*** Records for this exercise ***

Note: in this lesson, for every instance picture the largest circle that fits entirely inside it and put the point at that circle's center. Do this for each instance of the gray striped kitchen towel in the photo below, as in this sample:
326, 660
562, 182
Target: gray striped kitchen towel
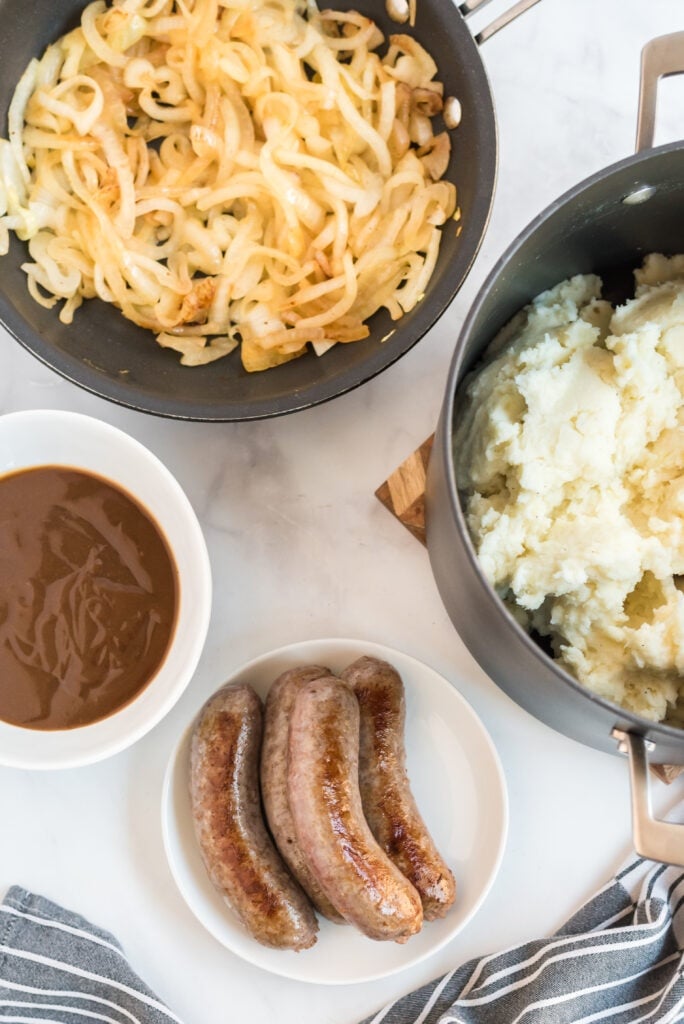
57, 968
617, 961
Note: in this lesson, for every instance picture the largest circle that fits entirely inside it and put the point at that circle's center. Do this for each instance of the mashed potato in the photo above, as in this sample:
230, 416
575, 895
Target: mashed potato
570, 462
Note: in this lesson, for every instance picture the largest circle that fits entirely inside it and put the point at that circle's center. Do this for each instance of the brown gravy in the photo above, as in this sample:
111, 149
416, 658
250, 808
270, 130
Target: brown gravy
88, 598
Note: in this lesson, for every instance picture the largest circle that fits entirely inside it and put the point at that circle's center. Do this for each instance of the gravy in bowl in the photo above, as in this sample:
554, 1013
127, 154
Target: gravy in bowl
88, 598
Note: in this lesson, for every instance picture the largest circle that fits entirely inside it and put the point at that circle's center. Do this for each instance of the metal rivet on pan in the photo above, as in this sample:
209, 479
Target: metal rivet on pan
639, 195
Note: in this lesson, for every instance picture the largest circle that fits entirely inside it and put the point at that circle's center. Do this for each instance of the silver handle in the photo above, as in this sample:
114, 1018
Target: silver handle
659, 57
653, 839
468, 6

***

**Stated exercise**
Reproduce word for word every line of the entries from the line containing "of the gravy" through the final line of the entries.

**Reply to the exercise**
Note: in this lesson, for every instance picture the largest circle that fits entirely inside it and put the point at that circle's center. Do this for each instance of the gravy in bowl in the photo above, as in this sample:
554, 1013
127, 154
Target: gravy in bowl
88, 598
Note: in this lesson, for every instance picture the largest circle that fits entirely inside it and put the point at that circle's center. Do this for each instance of the metal rivet on pan in the photo above, as in this sample:
209, 479
Target: metal rivet on pan
639, 195
Note: in this lesson, for every instance picture the largest circle that fits entirely inside it and put the point at that circle's center. Do this for each instance of the silver handle in the photo above, as in this sample:
114, 1018
Target: silver handle
659, 57
653, 839
468, 6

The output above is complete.